- Consigna
Según el texto sobre el Real Colegio de Niñas Nobles Huérfanas, ¿quién fundó esa escuela?

- Fragmento del documento
▼

Educadas contra el vicio y la ignorancia

Entre 1782 y hasta el último tercio del siglo XIX, en vísperas de la sanción de la Ley 1.420 de educación común, gratuita y obligatoria, funcionó en Córdoba el único establecimiento educativo de mujeres que tuvo la Provincia, con el nombre de Real Colegio de Niñas Nobles Huérfanas.

La escuela fue fundada por el entonces obispo del Tucumán –jurisdicción de la que dependía Córdoba– fray José Antonio de San Alberto, en el lugar que había sido residencia de los estudiantes del Monserrat una vez reacondicionado el Colegio Máximo de los ex-jesuitas.

La creación y funcionamiento del instituto aparecen reseñadas minuciosamente en el trabajo “Niñez, Iglesia y ‘política social’. La fundación del Colegio de Huérfanas por el obispo San Alberto en Córdoba, Argentina, a fines del siglo XVIII”, realizado por las investigadoras Mónica Ghirardi del Centro de Estudios Avanzados de la UNC, Dora Celton del Centro de Estudios Avanzados de la Unidad Ejecutora de CONICET y Sonia Colantonio de la Facultad de Ciencias Exactas, Físicas y Naturales de la UNC. El estudio forma parte de una investigación más amplia sobre la historia de la infancia en Córdoba, que se encuentra en preparación.

Las autoras advierten que, durante siglos, en España y en sus colonias americanas la Iglesia tomó a su cargo el asistencialismo social brindando alimento, vestido, alivio en los padecimientos físicos e instrucción en la doctrina cristiana a quienes la necesitaban.

▲

- Registros extraídos
▼

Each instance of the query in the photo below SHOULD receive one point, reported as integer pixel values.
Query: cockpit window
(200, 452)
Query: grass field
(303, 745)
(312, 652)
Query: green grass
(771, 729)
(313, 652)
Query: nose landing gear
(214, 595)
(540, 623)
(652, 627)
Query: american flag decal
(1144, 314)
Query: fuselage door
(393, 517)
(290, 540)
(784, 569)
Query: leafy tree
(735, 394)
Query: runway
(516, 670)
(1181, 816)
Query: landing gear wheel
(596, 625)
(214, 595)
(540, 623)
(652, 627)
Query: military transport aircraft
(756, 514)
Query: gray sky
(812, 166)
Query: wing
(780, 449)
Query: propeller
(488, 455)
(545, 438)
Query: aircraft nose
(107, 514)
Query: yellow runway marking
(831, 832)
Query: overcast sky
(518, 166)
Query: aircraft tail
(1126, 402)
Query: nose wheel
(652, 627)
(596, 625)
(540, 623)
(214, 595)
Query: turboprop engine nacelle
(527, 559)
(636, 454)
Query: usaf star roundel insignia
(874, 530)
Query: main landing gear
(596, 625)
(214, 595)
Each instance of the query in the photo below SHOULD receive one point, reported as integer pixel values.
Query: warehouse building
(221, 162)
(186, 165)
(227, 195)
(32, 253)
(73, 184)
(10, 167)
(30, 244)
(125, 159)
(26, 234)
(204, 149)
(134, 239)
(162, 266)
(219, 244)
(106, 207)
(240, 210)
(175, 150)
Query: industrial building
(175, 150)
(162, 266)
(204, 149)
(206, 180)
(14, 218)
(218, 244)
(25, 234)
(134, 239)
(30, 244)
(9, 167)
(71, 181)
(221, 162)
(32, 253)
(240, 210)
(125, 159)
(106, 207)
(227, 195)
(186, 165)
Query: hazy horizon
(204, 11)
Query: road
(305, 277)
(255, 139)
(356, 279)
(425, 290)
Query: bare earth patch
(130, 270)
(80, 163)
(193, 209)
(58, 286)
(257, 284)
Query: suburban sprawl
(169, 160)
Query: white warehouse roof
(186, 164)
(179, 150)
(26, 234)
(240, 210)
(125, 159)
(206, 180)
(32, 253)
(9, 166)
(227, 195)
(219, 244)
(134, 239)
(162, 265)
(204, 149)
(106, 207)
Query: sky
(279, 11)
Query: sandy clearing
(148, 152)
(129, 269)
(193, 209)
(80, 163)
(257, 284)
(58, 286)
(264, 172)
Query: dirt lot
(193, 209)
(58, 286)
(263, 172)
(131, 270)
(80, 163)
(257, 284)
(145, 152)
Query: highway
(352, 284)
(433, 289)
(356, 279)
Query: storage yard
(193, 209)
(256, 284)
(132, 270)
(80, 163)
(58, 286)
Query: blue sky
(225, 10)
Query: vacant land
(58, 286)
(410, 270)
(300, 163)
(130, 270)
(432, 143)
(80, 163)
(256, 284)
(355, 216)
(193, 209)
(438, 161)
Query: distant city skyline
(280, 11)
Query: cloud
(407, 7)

▲
▼

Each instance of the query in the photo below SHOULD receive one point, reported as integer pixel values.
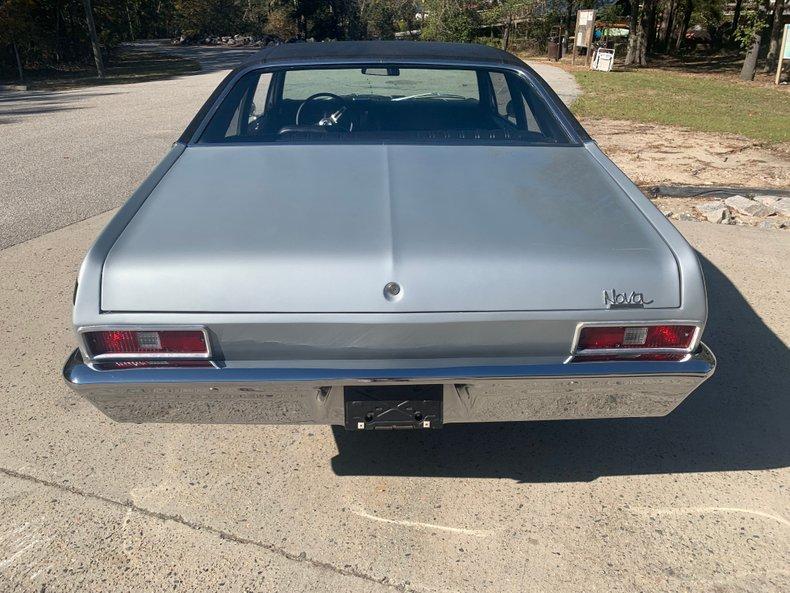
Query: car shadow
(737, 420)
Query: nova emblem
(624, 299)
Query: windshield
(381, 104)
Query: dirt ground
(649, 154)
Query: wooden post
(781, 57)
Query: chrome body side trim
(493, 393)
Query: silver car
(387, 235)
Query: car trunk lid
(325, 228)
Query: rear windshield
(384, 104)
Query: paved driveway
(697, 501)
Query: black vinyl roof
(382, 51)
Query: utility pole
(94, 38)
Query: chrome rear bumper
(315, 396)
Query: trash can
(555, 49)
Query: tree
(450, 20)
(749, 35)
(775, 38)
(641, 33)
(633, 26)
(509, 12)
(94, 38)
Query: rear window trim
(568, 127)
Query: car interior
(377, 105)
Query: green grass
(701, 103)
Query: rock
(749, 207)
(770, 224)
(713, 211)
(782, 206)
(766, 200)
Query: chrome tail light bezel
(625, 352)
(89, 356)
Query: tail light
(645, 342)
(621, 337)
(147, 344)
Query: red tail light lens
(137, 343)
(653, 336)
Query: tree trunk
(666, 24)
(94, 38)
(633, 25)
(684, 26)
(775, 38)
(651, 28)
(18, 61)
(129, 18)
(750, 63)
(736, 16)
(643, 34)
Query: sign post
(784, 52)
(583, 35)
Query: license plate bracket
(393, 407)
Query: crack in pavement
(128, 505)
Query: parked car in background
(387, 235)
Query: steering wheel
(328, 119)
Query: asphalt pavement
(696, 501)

▲

- Tu respuesta
La fundó fray José Antonio de San Alberto, entonces obispo del Tucumán.